> **AVAILABLE RECORDS**:
§
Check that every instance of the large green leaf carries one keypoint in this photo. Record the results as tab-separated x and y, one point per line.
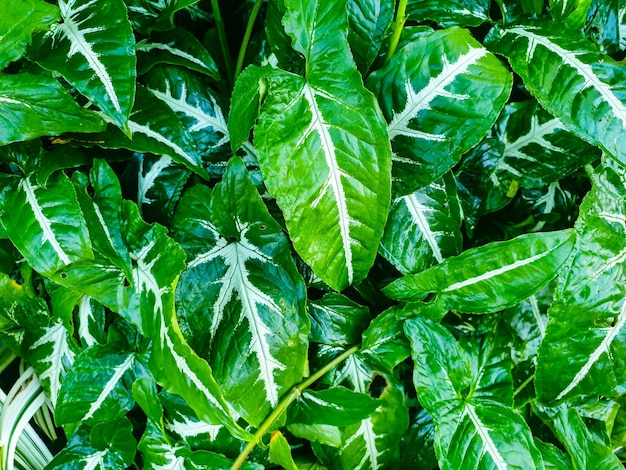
584	88
36	105
99	61
471	431
45	223
423	227
326	128
581	353
242	288
440	93
491	277
20	20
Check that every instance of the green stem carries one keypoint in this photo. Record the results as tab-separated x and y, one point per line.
221	34
295	392
398	25
246	37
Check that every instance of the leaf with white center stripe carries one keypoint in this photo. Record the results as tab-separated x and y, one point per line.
196	105
423	228
593	104
241	290
441	93
491	277
326	129
177	47
45	223
156	129
99	61
449	12
37	105
471	431
580	354
98	387
104	446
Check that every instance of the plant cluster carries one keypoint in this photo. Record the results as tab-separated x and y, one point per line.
380	234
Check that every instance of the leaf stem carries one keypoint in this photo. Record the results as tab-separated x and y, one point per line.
293	394
246	37
398	26
221	34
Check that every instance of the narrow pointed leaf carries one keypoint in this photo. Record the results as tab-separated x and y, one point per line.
177	47
20	20
587	318
423	228
491	277
327	128
99	61
253	296
471	432
440	95
156	129
46	224
36	105
582	87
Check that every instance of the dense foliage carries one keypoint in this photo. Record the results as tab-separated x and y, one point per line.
380	234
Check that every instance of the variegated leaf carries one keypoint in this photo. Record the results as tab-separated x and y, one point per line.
46	223
156	129
178	47
588	315
593	104
440	93
196	106
241	287
99	61
326	128
424	227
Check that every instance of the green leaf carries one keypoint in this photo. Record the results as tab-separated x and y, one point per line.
335	406
368	23
585	335
253	296
592	104
423	228
328	127
177	47
492	277
336	320
99	61
449	12
156	129
196	106
98	387
36	105
440	94
20	20
107	445
471	431
45	223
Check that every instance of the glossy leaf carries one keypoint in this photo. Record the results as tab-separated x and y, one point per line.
587	317
20	20
156	129
471	431
595	82
331	130
450	12
440	95
99	61
492	277
36	105
255	297
423	228
46	224
177	47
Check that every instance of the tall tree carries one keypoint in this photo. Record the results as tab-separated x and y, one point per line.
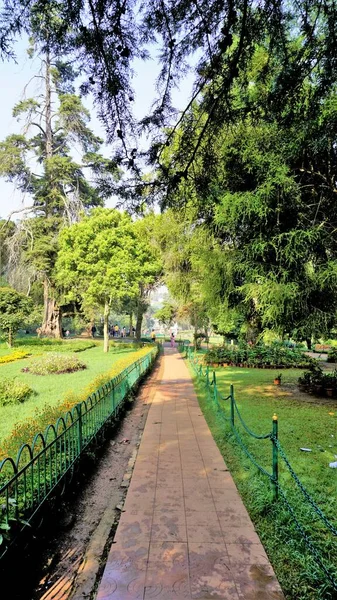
219	36
15	309
103	262
55	124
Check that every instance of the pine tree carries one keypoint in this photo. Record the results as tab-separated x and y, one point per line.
55	127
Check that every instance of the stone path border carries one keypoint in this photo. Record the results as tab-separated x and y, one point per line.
185	533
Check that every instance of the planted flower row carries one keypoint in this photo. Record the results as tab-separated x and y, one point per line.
259	356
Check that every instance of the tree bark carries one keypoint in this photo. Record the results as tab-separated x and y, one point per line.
52	317
140	314
48	117
106	327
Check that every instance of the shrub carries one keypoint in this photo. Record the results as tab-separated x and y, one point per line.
13	356
332	355
54	363
13	391
24	432
275	356
318	381
58	346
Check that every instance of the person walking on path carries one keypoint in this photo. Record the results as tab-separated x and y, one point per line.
184	532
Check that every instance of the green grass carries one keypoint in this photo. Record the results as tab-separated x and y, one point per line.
301	424
51	389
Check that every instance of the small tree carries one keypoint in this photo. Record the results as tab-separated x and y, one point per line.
102	262
15	309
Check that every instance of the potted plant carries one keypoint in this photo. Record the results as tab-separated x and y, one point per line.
277	379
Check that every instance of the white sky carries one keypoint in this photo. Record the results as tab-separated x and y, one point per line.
14	78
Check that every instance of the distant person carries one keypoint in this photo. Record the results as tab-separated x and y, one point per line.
172	340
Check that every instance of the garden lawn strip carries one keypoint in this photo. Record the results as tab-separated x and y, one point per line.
51	390
300	425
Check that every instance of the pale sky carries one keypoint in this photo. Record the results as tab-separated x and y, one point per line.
14	78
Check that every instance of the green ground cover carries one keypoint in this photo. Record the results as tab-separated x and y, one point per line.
301	424
51	389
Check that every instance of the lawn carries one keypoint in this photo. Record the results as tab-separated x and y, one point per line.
303	422
51	389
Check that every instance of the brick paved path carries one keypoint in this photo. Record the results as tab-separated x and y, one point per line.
185	533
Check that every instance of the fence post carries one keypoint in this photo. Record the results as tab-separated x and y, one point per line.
113	399
79	430
232	403
214	387
275	456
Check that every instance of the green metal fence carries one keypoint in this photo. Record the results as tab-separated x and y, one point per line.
230	418
42	467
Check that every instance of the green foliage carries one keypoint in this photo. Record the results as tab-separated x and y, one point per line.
332	355
275	356
300	424
14	310
167	314
55	363
99	258
13	391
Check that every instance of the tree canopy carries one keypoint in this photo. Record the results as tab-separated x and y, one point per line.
103	260
218	38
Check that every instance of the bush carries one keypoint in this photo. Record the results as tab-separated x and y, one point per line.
54	364
319	382
13	357
39	346
332	355
276	356
13	391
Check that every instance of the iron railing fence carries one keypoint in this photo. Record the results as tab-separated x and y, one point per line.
42	466
230	418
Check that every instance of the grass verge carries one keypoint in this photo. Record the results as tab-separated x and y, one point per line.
301	424
51	390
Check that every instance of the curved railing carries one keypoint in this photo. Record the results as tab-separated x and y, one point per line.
229	417
40	467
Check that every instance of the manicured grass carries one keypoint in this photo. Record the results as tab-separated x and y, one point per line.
301	424
51	389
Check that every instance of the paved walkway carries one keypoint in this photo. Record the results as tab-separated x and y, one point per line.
185	533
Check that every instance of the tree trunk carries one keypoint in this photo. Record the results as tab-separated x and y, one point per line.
52	317
195	338
140	314
48	117
10	337
106	327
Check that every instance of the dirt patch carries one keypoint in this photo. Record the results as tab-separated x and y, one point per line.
72	557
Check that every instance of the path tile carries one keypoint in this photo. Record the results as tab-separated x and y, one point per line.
184	533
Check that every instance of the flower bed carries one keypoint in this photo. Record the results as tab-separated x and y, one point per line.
13	391
260	356
54	364
24	431
13	356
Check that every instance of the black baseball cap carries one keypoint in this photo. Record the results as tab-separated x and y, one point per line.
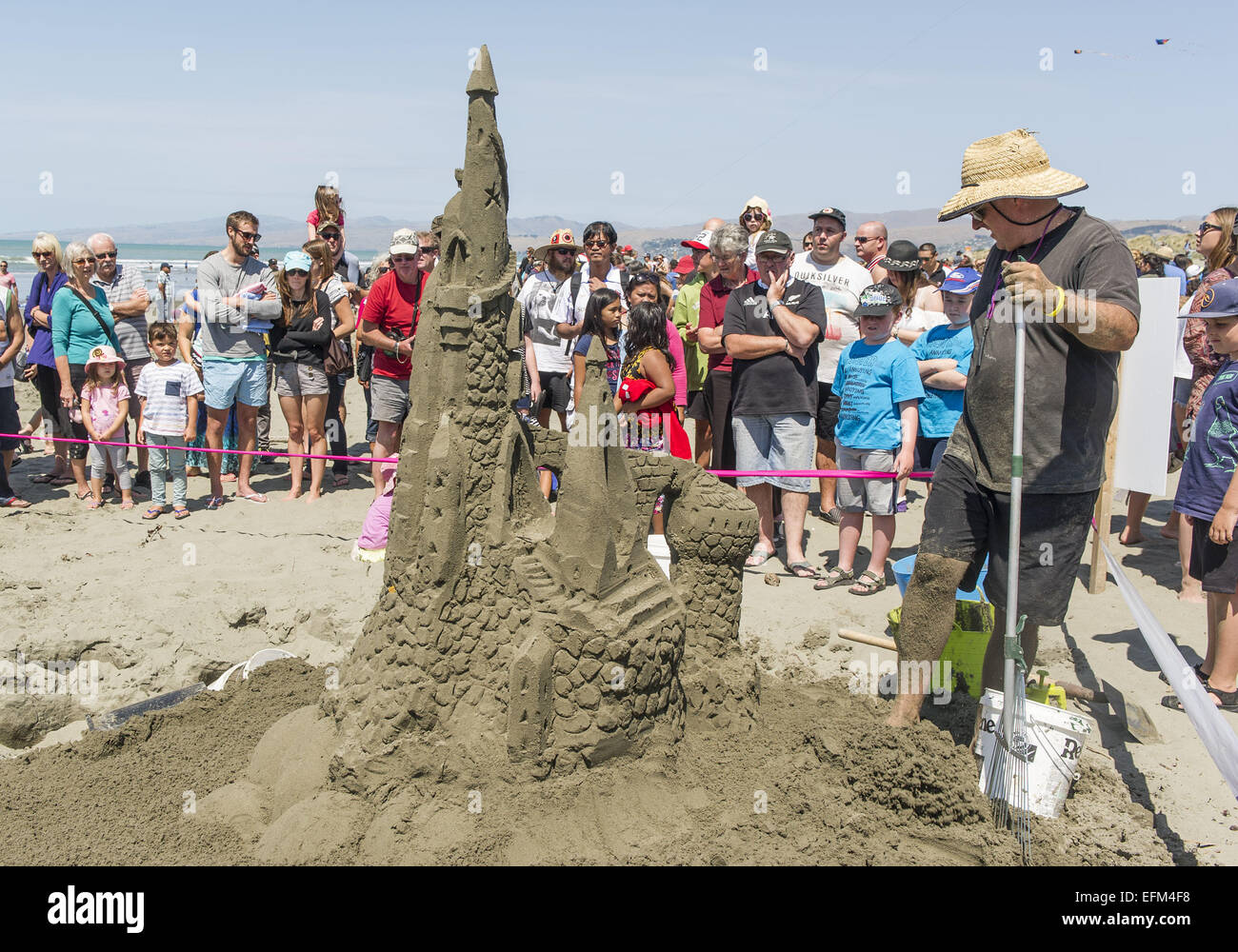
834	213
772	240
878	300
§
> **WHAT THE TASK ASKS**: Set down every entry word for word, but omit the pictures.

> **ANSWER TO THIS PROBLEM**:
Check that every instance of the large green leaf carries one keypoint in this photo. Record the results as tab-separated x and y, one point per line.
584	88
36	105
99	61
471	431
45	223
423	227
326	128
581	353
242	288
440	93
491	277
20	20
Check that every instance of the green stem carries one keypoint in this photo. Record the results as tab-separated x and y, one point per line.
221	34
295	392
398	25
246	37
Check that every instance of the leaf with white center stripe carries one keypoint in this photo. Record the results as tab-separated x and y, one point per line.
196	105
423	228
593	104
241	290
441	93
491	277
326	129
177	47
45	223
156	129
99	61
449	12
37	105
471	431
580	354
98	387
104	446
Check that every instance of the plant cluster carries one keypoint in this photo. Record the results as tab-separated x and y, one point per line.
380	234
Check that every instance of the leaf stem carries one keypoint in this photo. Record the results as tab-separated x and y, one point per line.
293	394
246	37
398	26
221	34
Check that every instance of the narrow pointed leaf carries one keypoint in this photo. Record the results as tab-separated x and y, one point per line.
177	47
20	20
587	318
423	228
491	277
327	128
99	61
253	296
471	432
440	95
156	129
46	224
36	105
582	87
Check that every instance of the dense foliage carries one keypoint in this photo. Record the results as tab-separated x and y, one point per line.
380	234
Check that every instance of the variegated leaf carries one keypoint in this photo. Record the results as tab-separated x and y, one point per line.
46	223
156	129
178	47
588	315
593	104
440	93
196	106
241	287
99	61
326	128
424	227
Check that every instance of the green leaf carries one keypoint in this photo. Record the results as tab-separated x and y, one point per line.
335	406
368	23
585	335
253	296
592	104
423	228
328	127
177	47
492	277
336	320
99	61
449	12
156	129
196	106
98	387
36	105
440	94
20	20
107	445
471	431
45	223
Check that every instance of the glossy leaf carries one keypoint in this photo. Record the results as tab-separated x and y, one point per line.
587	317
20	20
156	129
471	431
595	82
331	130
450	12
440	95
99	61
492	277
36	105
255	297
423	228
46	224
177	47
Check that every instance of the tall tree carries one keypoint in this photo. Record the results as tab-separated x and y, one point per line.
219	36
15	309
103	262
55	124
Check that every instance of the pine tree carries one keypoint in this photo. Record the results as tab-separated x and y, one point per line.
55	127
Check that every instance of the stone path border carries one keypoint in this photo. Record the results as tab-separated x and y, one point per line.
185	533
Check that every instance of the planted flower row carries one keypoint in this photo. Record the results as tab-separated x and y, one point per line.
259	356
Check that every instance of the tree bark carries one keypoint in this photo. Record the results as tab-separated x and y, one point per line.
52	317
140	314
48	117
106	327
Check that every instance of the shrub carries one keypoint in this photo. Record the results as tab-separated x and y, one point per line.
13	356
332	355
54	363
13	391
24	432
275	356
318	381
58	346
Check that every instance of the person walking on path carries one keypoint in this photo. Record the results as tab-separated x and y, one point per line.
184	532
Check that every instance of the green grass carries one keypoint in this photo. Record the results as tab-separated x and y, one point per line.
301	424
51	389
Check that every instance of the small tree carries one keypoint in this photo. Record the results as tab-separated x and y, one point per line.
102	262
15	309
Check that every instance of the potted plant carries one keypoint in this photo. Record the results as tab-separated x and y, one point per line.
277	379
Check that every instance of the white sky carries one keypoint in this photo. Record the results as tab-separated x and y, one point per line.
14	78
Check that every instance of the distant person carries one keypoint in this photo. Record the results as tab-separated x and y, one point per line.
172	340
Check that every instance of the garden lawn strip carries one keypoint in this photo. Record the results as tab-separated x and y, one point per line.
51	390
300	425
Check that every instance of the pale sky carries one keypoint in this photo. Record the results as tab-separated x and y, one point per line.
14	78
Check that every instance of the green ground cover carries one keypoint in this photo. Record the results as tab-separated x and y, one point per line.
301	424
51	389
Check that every instance of the lawn carries one keypoint in this photo. Record the results as tab-separated x and y, one point per line.
303	422
51	389
Check that every instance of the brick paved path carries one keypoint in this photo. Record the results as tab-separated x and y, one point per line.
185	533
Check that every instance of the fence post carries one keypoint in this photo. Record the results as tab-separated x and y, one point per line.
113	399
79	430
232	403
214	387
275	456
Check that every instance of the green metal fence carries one keypoint in this photo. Record the results as tab-separated x and y, one point per line.
230	418
42	467
Check that every instance of the green foliage carries one keypoint in this photo. Record the results as tab-separated x and y, one point per line.
332	355
275	356
300	424
14	310
167	314
55	363
99	258
13	391
Check that every instance of the tree canopy carries one keypoint in this photo. Record the results as tab-separated x and y, one point per line.
103	260
218	38
Check that every instance of the bush carries one keypoint in this photo. Record the results as tab-separated x and y, one point per line.
54	364
319	382
13	357
39	346
332	355
276	356
13	391
Check that every instance of the iron railing fence carries one keypoint in this photo. Record the results as tab-separated x and y, one point per line.
42	466
230	418
Check that every instance of the grass verge carries one keypoint in this photo. Record the results as tab-separated x and y, one point per line.
301	424
51	390
Check that every instance of the curved railing carries one keypoint in this photo. Record the results as tab-separated x and y, one point per line.
229	417
40	467
Check that every instance of the manicured grass carries one keypoint in this photo. Record the results as tab-separated x and y, one point per line.
301	424
51	389
Check that every instance of the paved walkway carries one keypoint in this photo. Record the results as tab-separated x and y, one point per line.
185	533
Check that every instance of the tree trunk carries one keypoint in this photo. Record the results as tab-separated x and y, one point per line.
52	317
195	338
140	314
48	117
10	337
106	327
Check that every instance of the dirt patch carries one keypoint in this photo. Record the results as tab-separated x and y, one point per line.
72	557
Check that every instance of the path tile carries one keypoint in this photo. Record the results as tab-separated x and y, one point per line.
184	533
Check that every instance of the flower bed carries one keypoint in this photo. Record the results as tab-separated x and y, one point per line.
13	391
260	356
54	364
24	431
13	356
Check that every instance of the black baseball cap carries one keypoint in this photo. Record the results as tab-separated x and y, one point per line.
834	213
772	240
878	300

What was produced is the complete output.